> [WHAT IS EXPECTED]: An unchanged copy of each entry below is needed; keep the pictures out of it.

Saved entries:
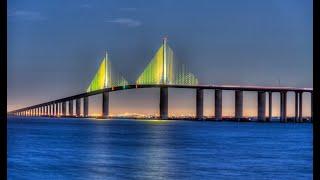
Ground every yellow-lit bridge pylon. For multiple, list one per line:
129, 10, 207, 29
87, 51, 128, 92
136, 38, 198, 85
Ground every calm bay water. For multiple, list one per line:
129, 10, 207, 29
8, 117, 312, 179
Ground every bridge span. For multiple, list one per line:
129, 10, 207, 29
9, 84, 313, 122
8, 38, 313, 122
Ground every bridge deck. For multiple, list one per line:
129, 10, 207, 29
9, 84, 312, 113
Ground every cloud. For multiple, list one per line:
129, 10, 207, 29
106, 18, 141, 27
8, 10, 46, 21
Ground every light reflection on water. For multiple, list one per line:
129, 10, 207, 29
8, 117, 312, 179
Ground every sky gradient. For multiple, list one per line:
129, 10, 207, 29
7, 0, 313, 116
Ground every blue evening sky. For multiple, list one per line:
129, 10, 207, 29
7, 0, 312, 115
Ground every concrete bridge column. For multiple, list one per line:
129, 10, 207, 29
83, 97, 89, 117
69, 100, 73, 116
49, 105, 52, 116
58, 103, 61, 116
215, 89, 222, 120
62, 102, 66, 116
258, 91, 266, 121
102, 92, 109, 118
160, 87, 168, 119
311, 92, 313, 123
76, 99, 81, 117
280, 92, 287, 122
295, 92, 299, 122
53, 104, 56, 116
55, 103, 58, 116
196, 88, 204, 119
59, 103, 62, 116
268, 92, 272, 121
235, 90, 243, 121
299, 92, 303, 122
55, 104, 58, 116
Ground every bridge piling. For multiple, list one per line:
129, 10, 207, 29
62, 102, 66, 116
160, 87, 168, 119
215, 89, 222, 120
69, 100, 73, 116
55, 103, 58, 117
268, 92, 272, 121
299, 92, 303, 122
84, 97, 88, 117
102, 92, 109, 118
295, 92, 298, 122
311, 92, 313, 123
280, 92, 287, 122
258, 91, 266, 121
50, 104, 53, 116
235, 90, 243, 121
76, 99, 80, 117
196, 88, 204, 119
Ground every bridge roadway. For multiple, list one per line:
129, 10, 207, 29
9, 84, 313, 122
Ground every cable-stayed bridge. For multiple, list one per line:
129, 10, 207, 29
9, 38, 313, 122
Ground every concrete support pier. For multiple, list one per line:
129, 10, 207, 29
62, 102, 66, 116
76, 99, 81, 117
268, 92, 272, 121
196, 88, 204, 119
102, 92, 109, 118
160, 87, 168, 119
56, 103, 59, 116
235, 90, 243, 121
280, 92, 287, 122
52, 104, 55, 116
215, 89, 222, 120
311, 93, 313, 122
45, 107, 47, 116
295, 92, 299, 122
258, 91, 266, 121
83, 97, 88, 117
299, 92, 303, 122
69, 100, 73, 116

> [OUTPUT FOR THIS TASK]:
Ground every yellow-lit bridge pylon. For multiple, list one per line:
129, 10, 207, 29
87, 51, 128, 92
136, 38, 198, 85
Ground every calm bay water. For multiple, list one per line:
129, 10, 207, 29
8, 117, 312, 179
Ground every bridge span. For multiple, list one per line:
129, 10, 207, 29
9, 84, 313, 122
8, 38, 313, 122
Ground every bridge deck. For multiple, list one per line:
129, 10, 207, 29
9, 84, 312, 113
Ground every cloud. For multiple, list one per line:
129, 10, 207, 29
106, 18, 141, 27
8, 10, 46, 21
Ground every light reflection on water. For multiple, list one per line:
129, 10, 207, 29
8, 117, 312, 179
Ground every sky gradient. For multiple, list one per line:
129, 10, 207, 29
7, 0, 313, 116
Ground every blue evening sky. For multiple, list one per line:
129, 10, 207, 29
7, 0, 312, 115
Ground every concrete bridge column. For multiple, list one per line:
129, 10, 207, 29
83, 97, 89, 117
69, 100, 73, 116
49, 105, 52, 116
58, 103, 61, 116
215, 89, 222, 120
62, 102, 66, 116
258, 91, 266, 121
102, 92, 109, 118
160, 87, 168, 119
311, 92, 313, 123
76, 99, 81, 117
280, 92, 287, 122
295, 92, 299, 122
53, 104, 56, 116
55, 103, 58, 116
196, 88, 204, 119
59, 103, 62, 116
268, 92, 272, 121
235, 90, 243, 121
299, 92, 303, 122
55, 104, 58, 116
Ground every bridge piling. For multiple, list one per line:
129, 10, 207, 29
62, 102, 66, 116
160, 87, 168, 119
215, 89, 222, 120
69, 100, 73, 116
55, 103, 58, 117
268, 92, 272, 121
299, 92, 303, 122
84, 97, 88, 117
102, 92, 109, 118
295, 92, 298, 122
311, 92, 313, 123
280, 92, 287, 122
258, 91, 266, 121
50, 104, 53, 116
235, 90, 243, 121
76, 99, 80, 117
196, 88, 204, 119
Ground every bridge roadway. For multiple, list one per line:
129, 10, 207, 29
9, 84, 313, 122
Ground every cable-stayed bridge. For multiple, list one per line:
129, 10, 207, 29
9, 38, 313, 122
Ground every concrete support pier. For multiple, list one per line:
129, 10, 207, 29
62, 102, 66, 116
76, 99, 81, 117
268, 92, 272, 121
196, 88, 204, 119
102, 92, 109, 118
160, 87, 168, 119
56, 103, 59, 116
235, 90, 243, 121
280, 92, 287, 122
52, 104, 55, 116
215, 89, 222, 120
311, 93, 313, 122
45, 107, 47, 116
295, 92, 299, 122
258, 91, 266, 121
83, 97, 88, 117
299, 92, 303, 122
69, 100, 73, 116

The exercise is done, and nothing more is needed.